Turn the lines of the records below, from the line containing "clay roof visible." up to and including the line containing "[571,164,671,251]", into a JSON list of strings. Give one string per line and leave out any blank lines.

** Start **

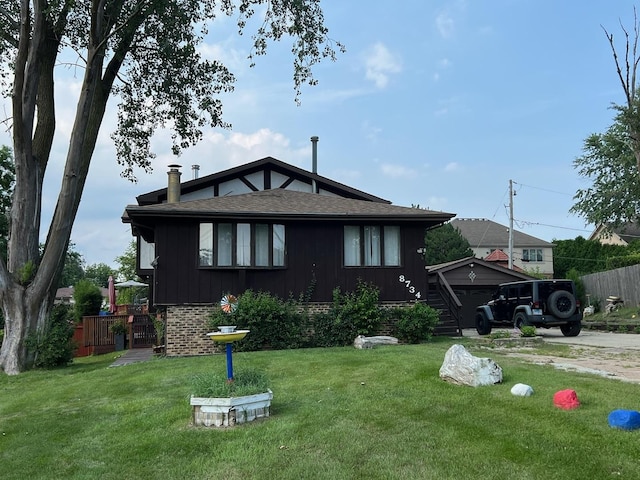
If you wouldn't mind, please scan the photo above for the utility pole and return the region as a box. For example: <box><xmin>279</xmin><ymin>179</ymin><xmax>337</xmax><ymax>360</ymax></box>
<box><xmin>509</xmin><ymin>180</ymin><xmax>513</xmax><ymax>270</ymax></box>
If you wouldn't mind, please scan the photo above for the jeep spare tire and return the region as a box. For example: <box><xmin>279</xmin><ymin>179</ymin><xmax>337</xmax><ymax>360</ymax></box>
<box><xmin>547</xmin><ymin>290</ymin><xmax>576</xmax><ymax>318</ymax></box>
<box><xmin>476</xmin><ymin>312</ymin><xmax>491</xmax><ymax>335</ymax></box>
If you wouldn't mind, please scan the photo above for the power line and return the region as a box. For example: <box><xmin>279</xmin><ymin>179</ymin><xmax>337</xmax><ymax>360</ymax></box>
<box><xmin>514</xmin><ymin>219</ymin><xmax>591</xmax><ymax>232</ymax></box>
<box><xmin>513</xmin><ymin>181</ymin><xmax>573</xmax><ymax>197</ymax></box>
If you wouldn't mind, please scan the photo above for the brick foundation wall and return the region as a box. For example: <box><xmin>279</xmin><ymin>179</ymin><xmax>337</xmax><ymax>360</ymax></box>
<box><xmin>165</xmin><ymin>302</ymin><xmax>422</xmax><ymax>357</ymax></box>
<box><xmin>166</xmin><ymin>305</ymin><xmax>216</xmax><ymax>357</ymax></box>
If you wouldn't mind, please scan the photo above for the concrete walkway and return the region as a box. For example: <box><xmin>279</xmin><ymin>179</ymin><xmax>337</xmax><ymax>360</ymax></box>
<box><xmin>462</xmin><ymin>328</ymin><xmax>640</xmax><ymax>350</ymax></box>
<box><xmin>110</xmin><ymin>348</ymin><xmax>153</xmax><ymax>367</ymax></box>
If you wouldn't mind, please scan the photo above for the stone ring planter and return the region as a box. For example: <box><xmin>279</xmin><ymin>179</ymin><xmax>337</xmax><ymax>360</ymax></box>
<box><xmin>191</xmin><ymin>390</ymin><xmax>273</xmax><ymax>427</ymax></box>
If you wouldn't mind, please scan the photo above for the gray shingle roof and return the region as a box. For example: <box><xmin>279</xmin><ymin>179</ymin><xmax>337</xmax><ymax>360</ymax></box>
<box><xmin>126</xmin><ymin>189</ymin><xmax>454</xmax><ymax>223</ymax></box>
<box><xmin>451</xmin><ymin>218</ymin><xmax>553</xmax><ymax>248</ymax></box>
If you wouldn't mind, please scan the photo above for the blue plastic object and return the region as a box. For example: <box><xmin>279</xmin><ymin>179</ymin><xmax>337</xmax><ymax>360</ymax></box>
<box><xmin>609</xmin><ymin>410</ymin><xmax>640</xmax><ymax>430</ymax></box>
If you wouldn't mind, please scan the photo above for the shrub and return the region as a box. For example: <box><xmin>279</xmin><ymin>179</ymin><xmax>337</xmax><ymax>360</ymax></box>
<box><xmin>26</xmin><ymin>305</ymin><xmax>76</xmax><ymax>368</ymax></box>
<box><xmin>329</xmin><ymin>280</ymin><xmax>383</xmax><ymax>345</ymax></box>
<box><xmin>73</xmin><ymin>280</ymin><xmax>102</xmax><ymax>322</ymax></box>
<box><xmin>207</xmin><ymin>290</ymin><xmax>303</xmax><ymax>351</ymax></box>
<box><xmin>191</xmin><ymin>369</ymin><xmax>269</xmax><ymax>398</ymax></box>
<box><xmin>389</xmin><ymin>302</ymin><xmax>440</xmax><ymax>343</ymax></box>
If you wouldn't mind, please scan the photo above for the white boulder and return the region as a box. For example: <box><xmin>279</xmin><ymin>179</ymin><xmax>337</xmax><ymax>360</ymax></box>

** End **
** Start **

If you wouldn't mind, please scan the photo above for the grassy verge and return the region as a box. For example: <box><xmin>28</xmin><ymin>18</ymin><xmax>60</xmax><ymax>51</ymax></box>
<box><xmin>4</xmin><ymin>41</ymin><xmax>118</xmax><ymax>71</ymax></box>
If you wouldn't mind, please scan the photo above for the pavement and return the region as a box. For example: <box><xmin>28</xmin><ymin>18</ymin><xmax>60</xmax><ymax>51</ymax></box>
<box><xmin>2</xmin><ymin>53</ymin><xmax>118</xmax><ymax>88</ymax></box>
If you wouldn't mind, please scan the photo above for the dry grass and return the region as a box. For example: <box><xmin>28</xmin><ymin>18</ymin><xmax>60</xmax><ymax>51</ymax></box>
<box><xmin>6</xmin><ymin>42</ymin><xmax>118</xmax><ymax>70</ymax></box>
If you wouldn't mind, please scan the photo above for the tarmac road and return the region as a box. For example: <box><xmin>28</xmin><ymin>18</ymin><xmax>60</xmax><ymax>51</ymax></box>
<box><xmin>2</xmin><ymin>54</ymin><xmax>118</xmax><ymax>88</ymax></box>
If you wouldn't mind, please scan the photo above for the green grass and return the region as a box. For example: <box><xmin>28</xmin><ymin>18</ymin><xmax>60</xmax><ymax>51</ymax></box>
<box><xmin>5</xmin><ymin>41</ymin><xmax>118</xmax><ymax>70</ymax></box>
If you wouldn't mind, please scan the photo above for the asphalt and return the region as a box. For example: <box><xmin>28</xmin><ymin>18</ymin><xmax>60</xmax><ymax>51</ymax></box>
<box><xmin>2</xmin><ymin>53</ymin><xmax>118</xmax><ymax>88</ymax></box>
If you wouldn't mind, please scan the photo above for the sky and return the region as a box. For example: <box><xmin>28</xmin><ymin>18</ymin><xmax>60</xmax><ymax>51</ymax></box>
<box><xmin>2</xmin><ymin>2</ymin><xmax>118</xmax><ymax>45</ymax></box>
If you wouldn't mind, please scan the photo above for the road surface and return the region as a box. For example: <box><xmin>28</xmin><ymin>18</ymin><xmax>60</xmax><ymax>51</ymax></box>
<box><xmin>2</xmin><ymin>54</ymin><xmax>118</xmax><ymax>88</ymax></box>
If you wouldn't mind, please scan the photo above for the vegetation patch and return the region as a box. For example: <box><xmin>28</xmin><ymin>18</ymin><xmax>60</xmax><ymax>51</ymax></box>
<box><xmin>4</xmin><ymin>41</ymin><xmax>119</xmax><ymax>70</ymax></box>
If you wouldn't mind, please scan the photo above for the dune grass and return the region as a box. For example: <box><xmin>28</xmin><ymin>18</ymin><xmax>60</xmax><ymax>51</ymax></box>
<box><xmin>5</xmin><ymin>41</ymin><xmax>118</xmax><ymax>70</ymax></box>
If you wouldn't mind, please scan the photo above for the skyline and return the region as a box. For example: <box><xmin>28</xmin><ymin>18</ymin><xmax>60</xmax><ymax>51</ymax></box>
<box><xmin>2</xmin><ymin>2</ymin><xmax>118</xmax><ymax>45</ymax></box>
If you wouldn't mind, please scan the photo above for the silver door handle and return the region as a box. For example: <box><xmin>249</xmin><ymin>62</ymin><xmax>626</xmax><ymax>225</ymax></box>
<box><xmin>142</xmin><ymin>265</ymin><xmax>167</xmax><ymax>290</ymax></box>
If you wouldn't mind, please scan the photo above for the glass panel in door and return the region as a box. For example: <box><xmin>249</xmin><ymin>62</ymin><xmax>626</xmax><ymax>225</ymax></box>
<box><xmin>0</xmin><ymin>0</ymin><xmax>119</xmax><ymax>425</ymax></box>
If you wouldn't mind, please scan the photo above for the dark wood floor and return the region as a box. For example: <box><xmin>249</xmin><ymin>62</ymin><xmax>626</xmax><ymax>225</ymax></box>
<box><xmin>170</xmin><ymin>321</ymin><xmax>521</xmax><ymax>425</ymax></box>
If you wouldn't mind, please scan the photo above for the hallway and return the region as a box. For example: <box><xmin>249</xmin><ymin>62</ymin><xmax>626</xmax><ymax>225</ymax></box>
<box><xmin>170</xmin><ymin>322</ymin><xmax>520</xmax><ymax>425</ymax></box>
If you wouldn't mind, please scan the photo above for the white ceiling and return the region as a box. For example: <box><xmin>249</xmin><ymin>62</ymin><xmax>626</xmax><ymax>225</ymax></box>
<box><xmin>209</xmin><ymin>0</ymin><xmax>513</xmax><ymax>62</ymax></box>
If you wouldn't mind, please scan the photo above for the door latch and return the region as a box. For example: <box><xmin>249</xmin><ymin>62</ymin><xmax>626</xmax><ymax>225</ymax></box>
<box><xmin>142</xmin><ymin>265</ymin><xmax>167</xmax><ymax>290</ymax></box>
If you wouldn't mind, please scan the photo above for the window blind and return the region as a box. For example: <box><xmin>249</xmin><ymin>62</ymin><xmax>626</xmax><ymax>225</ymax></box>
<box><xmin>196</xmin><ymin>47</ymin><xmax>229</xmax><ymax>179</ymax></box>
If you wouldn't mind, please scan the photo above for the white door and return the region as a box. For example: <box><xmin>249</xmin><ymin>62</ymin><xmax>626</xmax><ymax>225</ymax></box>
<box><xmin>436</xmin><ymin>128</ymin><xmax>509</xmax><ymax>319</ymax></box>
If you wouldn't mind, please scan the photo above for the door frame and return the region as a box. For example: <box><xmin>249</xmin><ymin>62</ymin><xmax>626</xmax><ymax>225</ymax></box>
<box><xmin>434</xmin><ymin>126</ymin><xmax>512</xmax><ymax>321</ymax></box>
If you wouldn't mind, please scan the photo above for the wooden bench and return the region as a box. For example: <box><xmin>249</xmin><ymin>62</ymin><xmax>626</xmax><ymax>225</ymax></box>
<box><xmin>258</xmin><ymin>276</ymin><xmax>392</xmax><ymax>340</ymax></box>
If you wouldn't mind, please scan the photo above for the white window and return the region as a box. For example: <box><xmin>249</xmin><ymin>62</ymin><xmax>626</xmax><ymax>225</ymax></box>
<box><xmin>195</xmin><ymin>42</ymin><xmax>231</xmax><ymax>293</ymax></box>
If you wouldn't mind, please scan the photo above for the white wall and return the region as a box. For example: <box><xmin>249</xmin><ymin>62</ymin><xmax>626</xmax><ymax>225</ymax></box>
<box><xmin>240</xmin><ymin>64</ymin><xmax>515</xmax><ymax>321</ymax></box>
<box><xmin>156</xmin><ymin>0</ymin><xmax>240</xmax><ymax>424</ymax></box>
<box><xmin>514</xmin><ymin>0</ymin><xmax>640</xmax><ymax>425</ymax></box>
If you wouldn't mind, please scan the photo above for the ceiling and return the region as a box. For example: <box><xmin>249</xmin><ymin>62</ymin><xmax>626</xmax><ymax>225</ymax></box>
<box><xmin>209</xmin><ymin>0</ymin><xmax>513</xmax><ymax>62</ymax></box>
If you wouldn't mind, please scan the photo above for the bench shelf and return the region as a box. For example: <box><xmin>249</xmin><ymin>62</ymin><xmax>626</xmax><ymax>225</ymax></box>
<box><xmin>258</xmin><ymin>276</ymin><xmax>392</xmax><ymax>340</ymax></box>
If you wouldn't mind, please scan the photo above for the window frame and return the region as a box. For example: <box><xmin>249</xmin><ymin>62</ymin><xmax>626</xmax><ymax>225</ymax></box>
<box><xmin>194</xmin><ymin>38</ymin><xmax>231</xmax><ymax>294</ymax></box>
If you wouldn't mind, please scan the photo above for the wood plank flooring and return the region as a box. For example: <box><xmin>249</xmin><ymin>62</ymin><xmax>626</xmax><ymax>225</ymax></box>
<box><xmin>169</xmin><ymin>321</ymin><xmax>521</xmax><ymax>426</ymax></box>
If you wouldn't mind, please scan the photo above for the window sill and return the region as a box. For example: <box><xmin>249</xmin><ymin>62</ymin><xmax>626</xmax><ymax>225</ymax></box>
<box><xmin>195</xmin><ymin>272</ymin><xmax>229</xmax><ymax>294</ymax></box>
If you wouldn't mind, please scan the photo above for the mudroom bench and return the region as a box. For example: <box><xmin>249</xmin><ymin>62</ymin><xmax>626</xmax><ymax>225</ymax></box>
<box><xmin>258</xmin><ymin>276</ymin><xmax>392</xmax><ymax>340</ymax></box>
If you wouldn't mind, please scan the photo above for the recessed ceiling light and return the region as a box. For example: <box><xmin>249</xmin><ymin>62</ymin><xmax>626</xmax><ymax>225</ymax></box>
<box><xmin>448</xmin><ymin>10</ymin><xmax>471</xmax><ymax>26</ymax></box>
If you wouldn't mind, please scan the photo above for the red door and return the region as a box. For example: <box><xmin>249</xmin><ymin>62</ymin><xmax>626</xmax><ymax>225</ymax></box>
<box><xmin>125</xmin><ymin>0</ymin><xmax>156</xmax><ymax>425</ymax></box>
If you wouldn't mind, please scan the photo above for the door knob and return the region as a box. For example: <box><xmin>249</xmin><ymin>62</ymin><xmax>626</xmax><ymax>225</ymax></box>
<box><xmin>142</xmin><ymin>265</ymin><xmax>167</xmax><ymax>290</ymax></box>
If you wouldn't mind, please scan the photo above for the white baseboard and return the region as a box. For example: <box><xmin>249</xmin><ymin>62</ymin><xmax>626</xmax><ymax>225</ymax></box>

** End **
** Start **

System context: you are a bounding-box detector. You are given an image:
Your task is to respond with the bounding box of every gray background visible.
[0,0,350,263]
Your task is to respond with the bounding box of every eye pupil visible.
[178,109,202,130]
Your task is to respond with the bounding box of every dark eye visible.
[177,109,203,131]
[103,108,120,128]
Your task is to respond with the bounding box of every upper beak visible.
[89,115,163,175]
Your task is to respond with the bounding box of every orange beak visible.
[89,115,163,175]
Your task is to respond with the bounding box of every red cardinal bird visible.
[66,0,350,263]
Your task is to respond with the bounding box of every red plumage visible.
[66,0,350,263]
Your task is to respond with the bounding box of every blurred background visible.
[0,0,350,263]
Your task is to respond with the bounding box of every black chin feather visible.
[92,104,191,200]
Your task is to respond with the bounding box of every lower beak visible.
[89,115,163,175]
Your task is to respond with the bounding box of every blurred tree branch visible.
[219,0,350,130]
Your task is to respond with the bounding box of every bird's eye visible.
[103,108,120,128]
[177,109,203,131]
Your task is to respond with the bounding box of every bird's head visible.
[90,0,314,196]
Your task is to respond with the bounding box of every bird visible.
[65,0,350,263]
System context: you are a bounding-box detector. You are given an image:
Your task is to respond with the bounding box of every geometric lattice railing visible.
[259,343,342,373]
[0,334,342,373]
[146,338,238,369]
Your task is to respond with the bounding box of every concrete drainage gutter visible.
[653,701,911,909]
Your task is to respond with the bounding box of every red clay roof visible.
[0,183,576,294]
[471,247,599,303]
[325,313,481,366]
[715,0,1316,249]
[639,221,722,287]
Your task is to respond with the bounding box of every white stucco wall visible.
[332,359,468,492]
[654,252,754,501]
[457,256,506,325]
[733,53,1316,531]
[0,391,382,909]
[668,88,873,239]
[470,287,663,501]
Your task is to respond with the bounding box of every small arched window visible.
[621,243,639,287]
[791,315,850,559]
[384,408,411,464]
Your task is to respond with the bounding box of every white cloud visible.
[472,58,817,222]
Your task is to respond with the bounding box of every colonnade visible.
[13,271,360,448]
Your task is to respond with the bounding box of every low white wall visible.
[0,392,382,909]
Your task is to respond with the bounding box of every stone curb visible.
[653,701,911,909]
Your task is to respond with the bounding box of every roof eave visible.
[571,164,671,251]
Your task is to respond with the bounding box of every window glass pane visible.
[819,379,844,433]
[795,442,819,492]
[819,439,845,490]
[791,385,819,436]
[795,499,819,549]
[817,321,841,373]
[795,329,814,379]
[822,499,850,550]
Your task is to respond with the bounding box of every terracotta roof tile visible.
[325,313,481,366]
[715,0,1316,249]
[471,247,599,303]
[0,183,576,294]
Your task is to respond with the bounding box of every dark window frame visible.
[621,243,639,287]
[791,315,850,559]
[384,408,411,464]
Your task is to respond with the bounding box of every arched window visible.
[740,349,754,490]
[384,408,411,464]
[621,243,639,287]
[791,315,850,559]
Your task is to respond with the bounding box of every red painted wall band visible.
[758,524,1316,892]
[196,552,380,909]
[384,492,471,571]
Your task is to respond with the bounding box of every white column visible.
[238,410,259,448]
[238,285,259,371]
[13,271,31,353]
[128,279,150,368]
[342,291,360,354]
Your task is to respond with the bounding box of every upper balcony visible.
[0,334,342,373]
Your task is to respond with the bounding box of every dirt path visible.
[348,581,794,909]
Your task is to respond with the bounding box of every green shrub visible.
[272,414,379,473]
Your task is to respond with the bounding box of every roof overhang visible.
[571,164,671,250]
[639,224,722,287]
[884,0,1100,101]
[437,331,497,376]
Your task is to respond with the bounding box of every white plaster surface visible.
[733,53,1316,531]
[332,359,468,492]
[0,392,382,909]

** End **

_Task output_
[
  "Your task is to respond with the bounding box of every red clay roof visible.",
  "[0,183,576,294]",
  "[471,247,599,303]",
  "[325,313,481,366]",
  "[715,0,1316,249]",
  "[639,221,722,287]",
  "Your task is to respond with the bounding box of every white stucco wall visible.",
  "[332,359,468,492]",
  "[654,252,754,501]",
  "[457,256,506,325]",
  "[733,53,1316,531]",
  "[0,391,382,909]",
  "[668,88,873,239]",
  "[470,287,663,501]",
  "Your task is to respond with the bounding box of every small arched window visible.",
  "[621,243,639,287]",
  "[791,315,850,559]",
  "[384,408,411,464]",
  "Your task is to respond with the bounding box of every white cloud visible.",
  "[472,58,817,222]",
  "Your task is to respond with the bounding box of every colonnade visible.",
  "[13,271,360,448]",
  "Your task is to respond with the bounding box of every low white wall visible.",
  "[0,392,382,909]",
  "Your task is to respond with the bounding box of every stone curb visible.",
  "[653,701,911,909]",
  "Your task is to respond with the bounding box of every roof eave visible.",
  "[571,164,671,251]"
]